Task description:
Please pick out every line in the records below that contains the string "chair" and copy each of those lines. Letter case counts, so uppercase and lowercase letters are treated as different.

[Excerpts from a point labeling dataset]
§

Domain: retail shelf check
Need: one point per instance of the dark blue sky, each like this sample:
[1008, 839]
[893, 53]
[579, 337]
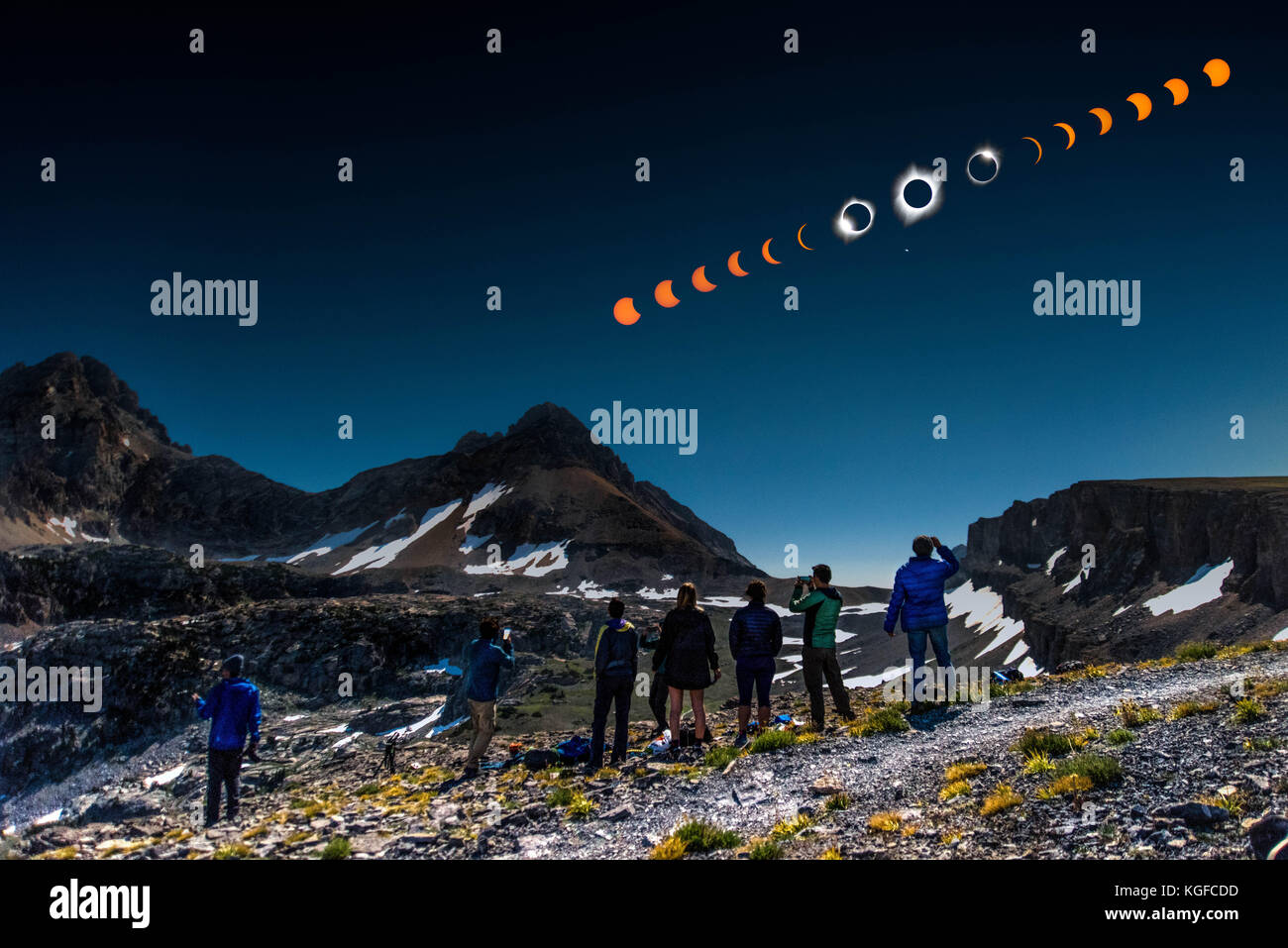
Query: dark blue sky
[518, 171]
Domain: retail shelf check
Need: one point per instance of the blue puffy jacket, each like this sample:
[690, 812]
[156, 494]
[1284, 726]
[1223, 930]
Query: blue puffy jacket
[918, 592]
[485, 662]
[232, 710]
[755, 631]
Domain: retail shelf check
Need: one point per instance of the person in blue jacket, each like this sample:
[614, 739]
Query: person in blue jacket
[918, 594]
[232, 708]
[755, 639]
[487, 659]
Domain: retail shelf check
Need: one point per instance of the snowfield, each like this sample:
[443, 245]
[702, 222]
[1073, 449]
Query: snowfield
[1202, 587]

§

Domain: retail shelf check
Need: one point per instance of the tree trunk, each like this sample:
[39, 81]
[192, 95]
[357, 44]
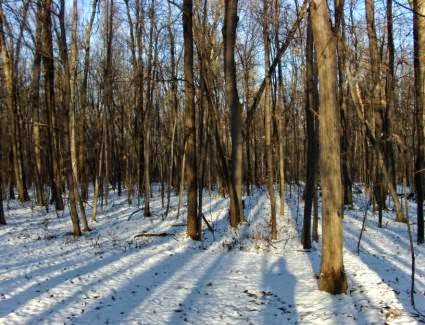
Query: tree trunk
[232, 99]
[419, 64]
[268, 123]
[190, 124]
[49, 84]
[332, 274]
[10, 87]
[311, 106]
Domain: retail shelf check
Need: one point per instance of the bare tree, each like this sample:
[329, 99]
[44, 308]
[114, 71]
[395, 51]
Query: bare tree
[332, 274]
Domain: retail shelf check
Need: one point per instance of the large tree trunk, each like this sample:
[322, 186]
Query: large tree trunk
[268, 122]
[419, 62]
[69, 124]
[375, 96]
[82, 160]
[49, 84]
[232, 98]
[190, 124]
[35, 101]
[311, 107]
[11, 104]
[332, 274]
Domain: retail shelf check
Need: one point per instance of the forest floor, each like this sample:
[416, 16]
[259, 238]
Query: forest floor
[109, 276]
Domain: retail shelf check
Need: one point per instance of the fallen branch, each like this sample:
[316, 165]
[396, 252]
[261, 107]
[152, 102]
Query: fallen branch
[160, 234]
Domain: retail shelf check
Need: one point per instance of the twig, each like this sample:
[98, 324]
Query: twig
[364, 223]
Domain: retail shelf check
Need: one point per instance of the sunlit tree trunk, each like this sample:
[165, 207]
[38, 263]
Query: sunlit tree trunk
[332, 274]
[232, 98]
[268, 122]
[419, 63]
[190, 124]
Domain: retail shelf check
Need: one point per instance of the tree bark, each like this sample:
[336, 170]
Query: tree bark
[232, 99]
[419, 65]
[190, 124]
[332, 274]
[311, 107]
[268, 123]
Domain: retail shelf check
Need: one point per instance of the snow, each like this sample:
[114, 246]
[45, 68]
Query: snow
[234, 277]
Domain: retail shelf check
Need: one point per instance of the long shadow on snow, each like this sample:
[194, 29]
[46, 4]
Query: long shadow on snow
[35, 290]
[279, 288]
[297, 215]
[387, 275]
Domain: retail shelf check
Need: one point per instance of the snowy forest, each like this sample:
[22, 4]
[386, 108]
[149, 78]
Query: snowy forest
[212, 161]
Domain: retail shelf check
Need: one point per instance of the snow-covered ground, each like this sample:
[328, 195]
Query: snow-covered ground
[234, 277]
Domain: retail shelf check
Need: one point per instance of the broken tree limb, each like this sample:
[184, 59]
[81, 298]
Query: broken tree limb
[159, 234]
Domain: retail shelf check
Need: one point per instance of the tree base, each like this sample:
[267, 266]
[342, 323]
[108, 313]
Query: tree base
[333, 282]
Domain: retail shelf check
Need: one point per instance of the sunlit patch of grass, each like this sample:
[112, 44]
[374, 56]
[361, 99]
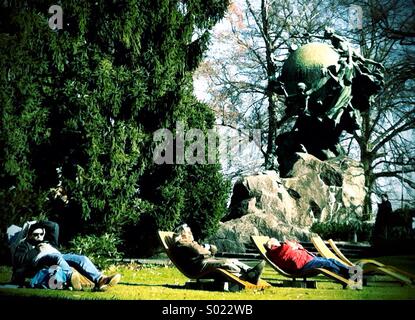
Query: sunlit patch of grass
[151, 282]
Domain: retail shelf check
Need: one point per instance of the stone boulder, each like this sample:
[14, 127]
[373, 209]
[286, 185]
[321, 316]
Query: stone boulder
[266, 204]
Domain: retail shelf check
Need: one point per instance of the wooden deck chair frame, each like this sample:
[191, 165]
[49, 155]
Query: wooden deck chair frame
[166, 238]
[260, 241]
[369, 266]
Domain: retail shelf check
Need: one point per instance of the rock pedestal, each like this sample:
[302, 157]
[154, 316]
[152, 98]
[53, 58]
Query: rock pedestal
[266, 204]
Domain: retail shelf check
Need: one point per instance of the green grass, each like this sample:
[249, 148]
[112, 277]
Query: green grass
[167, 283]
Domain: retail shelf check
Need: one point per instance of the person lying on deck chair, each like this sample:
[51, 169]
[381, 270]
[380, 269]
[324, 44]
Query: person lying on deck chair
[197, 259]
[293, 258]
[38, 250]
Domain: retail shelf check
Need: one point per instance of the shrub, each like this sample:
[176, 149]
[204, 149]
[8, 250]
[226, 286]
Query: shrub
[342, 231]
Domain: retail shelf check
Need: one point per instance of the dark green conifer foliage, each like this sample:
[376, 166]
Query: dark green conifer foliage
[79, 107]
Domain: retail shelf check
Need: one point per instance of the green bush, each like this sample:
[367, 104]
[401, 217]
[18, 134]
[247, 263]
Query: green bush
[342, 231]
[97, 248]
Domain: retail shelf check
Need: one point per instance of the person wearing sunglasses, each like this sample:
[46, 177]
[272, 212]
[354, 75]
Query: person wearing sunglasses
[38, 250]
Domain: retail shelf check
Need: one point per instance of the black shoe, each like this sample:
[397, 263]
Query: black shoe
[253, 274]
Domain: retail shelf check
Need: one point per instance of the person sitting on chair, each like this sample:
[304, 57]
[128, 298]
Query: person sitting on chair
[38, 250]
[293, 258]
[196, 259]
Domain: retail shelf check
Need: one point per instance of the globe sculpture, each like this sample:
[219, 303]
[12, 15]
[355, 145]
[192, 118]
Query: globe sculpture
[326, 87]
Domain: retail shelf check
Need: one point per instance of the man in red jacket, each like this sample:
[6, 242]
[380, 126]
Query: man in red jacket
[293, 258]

§

Task result:
Need: one point per instance of the wooden deck chair frame, each like this sample:
Query: wooden deck chair frame
Need: one point per instance of the person lying on deck chair, each like this sample:
Query: person lying on deck chair
Need: one point per instance of the person sitting on chair, each like this sample:
Query: person sitting on chair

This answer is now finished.